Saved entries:

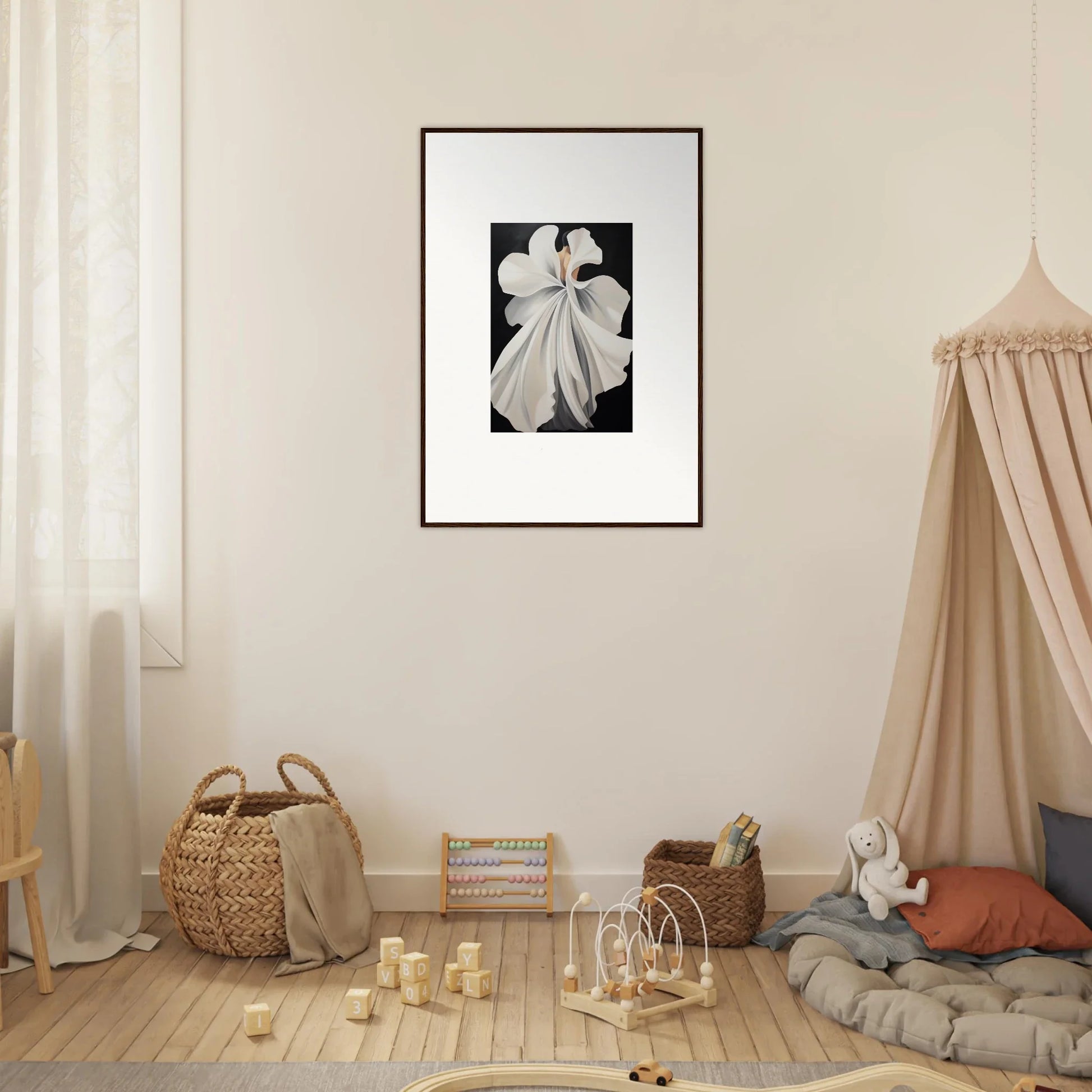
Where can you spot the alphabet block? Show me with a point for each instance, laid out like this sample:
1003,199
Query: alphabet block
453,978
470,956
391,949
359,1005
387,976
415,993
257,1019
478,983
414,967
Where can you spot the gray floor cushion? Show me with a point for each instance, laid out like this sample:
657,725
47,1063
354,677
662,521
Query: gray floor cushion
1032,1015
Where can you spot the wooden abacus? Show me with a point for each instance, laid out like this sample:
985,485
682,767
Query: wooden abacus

- _WHAT TO WORK ON_
Only the lines from the one with "Where can you spot the gray" to the end of the entries above belong in your answer. Retype them exactly.

- _RESPONSE_
Where can you spot the gray floor cushion? Show me with a point for each instance, laid out like this sample:
657,725
47,1063
354,677
662,521
Query: gray floor cushion
1032,1015
Where can you spot the wooden abacus? Show me with a point for each instance, laid out like this sample:
985,485
682,767
Query: wooden abacus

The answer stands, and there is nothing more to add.